What the task requires: Resume the passage on sources of product-strategy insights, carrying it on from its last sentence.

Text:
# # # # #

Third, it’s important to realize that these insights can come from anyone or anywhere.  You might find inspiration in an industry analysis on Stratechery, a chat with a sales person, a new enabling technology, a seemingly random comment from a customer, or an academic paper.

But without that preparation you probably won’t recognize the insight even if it’s right in front of you.  My main point here is that you never know what might help you connect the dots, so always keep an eye out, and an open mind. 

All that said, there are four consistently effective and valuable sources of insights, and strong product leaders spend much of their waking hours contemplating these:

Quantitative Insights

For so much of what we do, the big insights that form the foundation of successful product strategies come from an analysis of the product data.  Especially related to your business model, your acquisition funnel, your customer retention factors, your sales execution data, and hundreds of other important indicators of the state of your company.

You might have a theory about which customers respond best to your product, so you run an analysis and realize that in certain situations, your product is a dramatically better fit.  You realize you can either find more customers like that, or work to replicate that dynamic with other types of customers.

Often, you will get an idea about the data, and you’ll have to construct a test to obtain the specific data you need.  This is normal, and the sooner your organization gets good at running these sorts of live-data tests, the better your chance of lasting success.

It’s normal today for product teams to be running live-data tests on a near-constant basis.  You learn something on every test, but every once in a while, you learn something truly important, a potentially valuable insight. 

The key is to know enough to spot this learning, and then leverage this learning into meaningful action.

Qualitative Insights

User research is all about insights, which is why I’m such a fan of having strong user researchers in the organization. Mostly the insights they generate are qualitative and therefore not “statistically significant,” but don’t let that fool you – qualitative insights are often profound, and can literally change the course of your company

The user research community generally breaks down insights into two types.  The first is evaluative which essentially means, what did we learn from testing out this new product idea?  Did it work or not, and if not, why not? The second type of insights are generative.  This means, did we uncover any new opportunities that we weren’t pursuing, but maybe we should be?

# # # # #

Collected material:
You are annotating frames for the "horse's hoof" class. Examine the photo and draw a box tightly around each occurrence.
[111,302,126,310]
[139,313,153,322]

# # # # #

Answer to the task:
This is actually the source of a very common confusion in product teams.  For the most part, in product discovery, our learning is evaluative.  We already have a problem we’ve been asked to solve, so we’re not actively looking for other problems to solve – we’re focused on finding a solution that actually works.  

We of course have lots of product ideas, and we test those ideas out with prototypes on actual users, and we can quite quickly learn the major reasons this product idea may or may not work.

But anytime we interact with users and customers, we have a chance to learn more about them, and sometimes we discover even bigger opportunities than the ones we’re looking into at the moment.  Even if they love the new thing we’re testing out, we may realize there is an even bigger opportunity if we’re open to it. This is an example of a generative insight. 

Or, even if a product team is not actively trying to do discovery on a particular problem, as part of the team spending time with users and customers every week (you are doing that, right?), we uncover new and potentially important problems to solve, or needs not being met.

Too many organizations are either not doing this ongoing learning about their customers, or even if they are, they are not set up to leverage the insights that are generated, so the learnings are all too often ignored.

Technology Insights

The enabling technologies are constantly changing, and occasionally a technology comes along that allows us to solve long-standing problems in new, just-now-possible ways.

If the technology is new, you very likely don’t have anyone on the teams that has been trained on this new technology, and this fact ends up scaring off many leaders, or they occasionally think they have to partner with a third-party that does have the necessary experience.  But if the technology is important to you, your company needs to learn that technology.  

The good news is that this is rarely that difficult.  Your best engineers are probably already considering this technology and would love to be able to explore further.  

In the best organizations, it is the engineers that often identify these enabling technologies and proactively bring the possibilities to the leaders, usually in the form of a prototype.

Industry Insights

There is always a great deal to learn from the industry at large.  I don’t just mean your competitive landscape, but major industry trends, insights in other industries that may pertain to your industry, and insights from similar markets in other regions of the world.

I’ve written earlier about my favorite sources of industry insights, but there are always some number of analysts covering nearly every space, and you should be following those that you consider among the best.

More than a few CEO’s have decided the best way to obtain these industry insights is to outsource this to one of the management consultancies, such as McKinsey, Bain or BCG.  

I admit to mixed feelings about this.  The people at these firms are often very strong, but they have two big factors working against them.  First, their focus and their experience is almost always on business strategy, and rarely product strategy (and they often won’t even know the difference).  Second, the typical duration of their engagement is rarely enough time for them to gain the level of depth in your business needed for true product strategy work.

So the result is that their insights are not usually considered relevant by the product leaders or product teams.  Partly they’re right, the insights are not relevant, but partly the issue is that it’s very easy to discount insights found by a third-party.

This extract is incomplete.